REQUIRED WORK:
Could you copy the records below exactly, leaving out any pictures?

RECORDS FOR THE TASK:
************
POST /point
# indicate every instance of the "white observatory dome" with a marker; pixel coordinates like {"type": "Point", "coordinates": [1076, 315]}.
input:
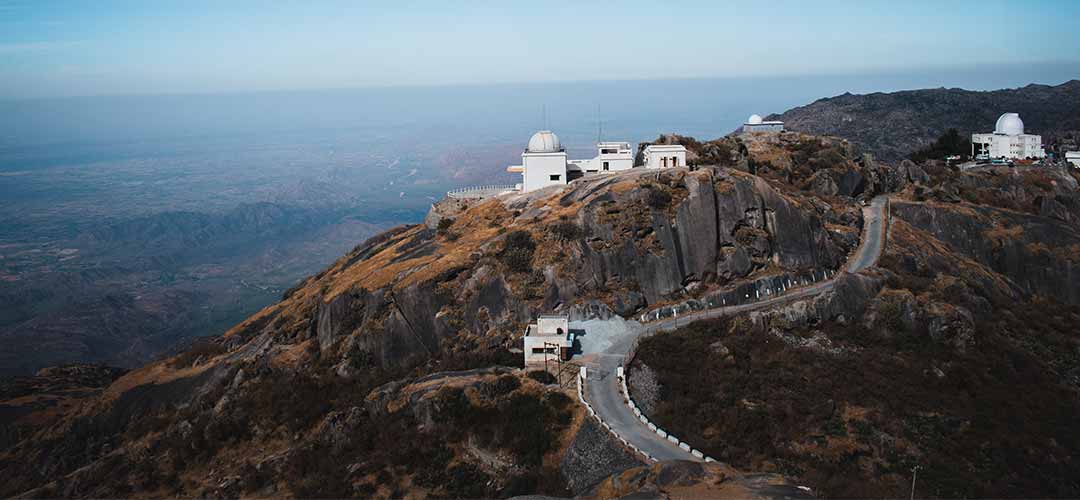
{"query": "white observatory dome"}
{"type": "Point", "coordinates": [1009, 124]}
{"type": "Point", "coordinates": [544, 142]}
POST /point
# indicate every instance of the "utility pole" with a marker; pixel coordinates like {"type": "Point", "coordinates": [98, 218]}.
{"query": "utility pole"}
{"type": "Point", "coordinates": [558, 361]}
{"type": "Point", "coordinates": [915, 472]}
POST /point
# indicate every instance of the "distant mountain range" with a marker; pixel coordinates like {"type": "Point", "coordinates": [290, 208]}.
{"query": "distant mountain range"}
************
TASK RESPONSE:
POST /point
# indicate every instance of the "white observatory dome" with a marker; pixel coordinates like {"type": "Point", "coordinates": [1076, 315]}.
input:
{"query": "white observatory dome"}
{"type": "Point", "coordinates": [1009, 124]}
{"type": "Point", "coordinates": [544, 142]}
POST /point
# indicate every instance of the "utility pole" with a marker; pixel coordinates like {"type": "Point", "coordinates": [98, 218]}.
{"query": "utility pole"}
{"type": "Point", "coordinates": [558, 361]}
{"type": "Point", "coordinates": [915, 472]}
POST /point
# indicate every instance of the "distant mountain range" with a marker; pixel coordinates like {"type": "Point", "coordinates": [290, 208]}.
{"query": "distant mountain range"}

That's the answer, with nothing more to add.